--- Start DATA EXTRACT ---

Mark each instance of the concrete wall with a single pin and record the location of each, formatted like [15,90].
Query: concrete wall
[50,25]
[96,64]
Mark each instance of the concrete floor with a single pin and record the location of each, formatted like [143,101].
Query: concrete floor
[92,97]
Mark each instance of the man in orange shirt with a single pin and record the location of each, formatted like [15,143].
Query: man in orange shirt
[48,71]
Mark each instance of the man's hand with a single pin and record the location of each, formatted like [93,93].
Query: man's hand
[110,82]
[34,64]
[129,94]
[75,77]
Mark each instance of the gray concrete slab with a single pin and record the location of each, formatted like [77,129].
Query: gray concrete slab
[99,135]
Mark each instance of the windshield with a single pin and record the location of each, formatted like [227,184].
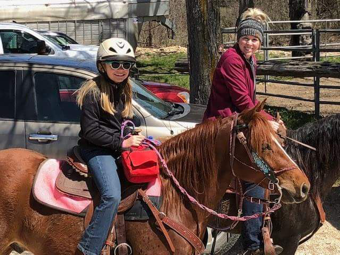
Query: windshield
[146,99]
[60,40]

--- End DATA EXTRACT ---
--- Start DATA EXTRACT ---

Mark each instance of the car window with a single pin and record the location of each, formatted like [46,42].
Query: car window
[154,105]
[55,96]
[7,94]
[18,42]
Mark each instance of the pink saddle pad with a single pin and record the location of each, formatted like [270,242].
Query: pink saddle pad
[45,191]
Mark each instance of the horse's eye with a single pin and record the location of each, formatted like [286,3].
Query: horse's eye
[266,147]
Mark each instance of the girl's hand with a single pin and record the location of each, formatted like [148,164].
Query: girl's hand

--- End DATA EXTRACT ---

REQUEST |
Output the entries from the line containing "Mark each instance of the girl's" through the line containing "Query: girl's hand", inclusive, as a Markdown table with columns Row and Line, leaving out blank lines.

WRITTEN RESPONSE |
| Row | Line |
|---|---|
| 1 | Mark each instance of the girl's hand with a single pin and record the location of each, formatted like [148,164]. |
| 2 | Query: girl's hand |